_Source excerpt:_
+---+

Stallings v. Lane, 88 N.C. 214; Scanland v. Settle, 19 Tenn. 169 (Meigs) ; Green v. Warrington (S. C.), 1 Desous 430; Merriman v. Parkey, 191. S.W. 327, 136 Tenn. 645; Pruden v. Williams, 26 N.J.Eq. 210.

T. H. Hedgepeth, Herbert M. Fant, both of New Orleans, Louisiana, and T. M. Thomas, of Tupelo, for appellee.

It is admitted that the published notice of sale did set forth the name of the mortgagor who executed the trust deed. The question at issue, therefore, is whether or not, under the law as applied to the facts of this case, that was sufficient and valid notice. The appellee maintains that it was a legally sufficient notice under which a valid sale could be made, and was in fact consummated by the appellee acting through its substituted trustee.

Section 2167, Mississippi. Code of 1930.

It will be noted that the act does not state in words that the notice of sale must set forth the name of the owner of the equity of redemption at the time of the foreclosure sale or of any subsequent assumer of the indebtedness, whether such name shall happen to be within or without the actual knowledge of the trustee or of the beneficiary.

+---+

_Input for this task:_
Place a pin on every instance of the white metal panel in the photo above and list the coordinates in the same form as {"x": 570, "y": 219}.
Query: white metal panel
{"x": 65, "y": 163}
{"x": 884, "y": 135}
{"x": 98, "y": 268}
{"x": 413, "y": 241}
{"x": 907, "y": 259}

+---+

_Written problem 1:_
Copy out all of the rows word for word.
_Written problem 2:_
Continue the passage on the foreclosure sale notice from the point where it stops.

_Right answer 1:_
Place a pin on every instance of the white metal panel in the photo above and list the coordinates in the same form as {"x": 570, "y": 219}.
Query: white metal panel
{"x": 65, "y": 163}
{"x": 884, "y": 135}
{"x": 98, "y": 268}
{"x": 413, "y": 241}
{"x": 907, "y": 259}

_Right answer 2:_
Appellee wishes also to suggest to the court that as a practical matter it does not believe that much actual good would result to subsequent owners of the equity of redemption in mortgaged property about to be foreclosed by requiring that their names should appear in the notice of sale.

The appellee now asks the court to give the construction of the statute now contended for by it, regardless of the court's own personal feeling in the matter, because of such long continued interpretation of the statute by many thousands of persons along lines as now contended for by the appellee, and thus to prevent incalculable harm to millions of dollars in property values.

Wade v. Woodward et al., 145 So. 737.

The delay and expense incident to a foreclosure and sale in equity have brought power of sale mortgages and trust deeds into general favor both in England and America.

3 Jones on Mortgages (8 Ed.), sec. 2285, chap. 40; First Nat. Bank v. Bell S. & C. Min. Co., 8 Mont. 32, 35, 19 P. 403, affirmed 156 U.S. 470, 49 L.Ed. 497; Fleming v. Barden, 127 N.C. 214, 37 S.E. 219, 53 L. R. A. 316; Shew v. Call, 119 N.C. 450, 27 S.E. 33, 56 Am. St. 678; Kornegay v. Spicer, 76 N.C. 95; Eubanks v. Becton, 158 N.C. 230, 73 S.E. 1009.

The notice of sale need not name the owners of the equity of redemption, or the subsequent mortgagees, or others who have acquired an interest in the estate from the mortgagor since the mortgagee's title accrued.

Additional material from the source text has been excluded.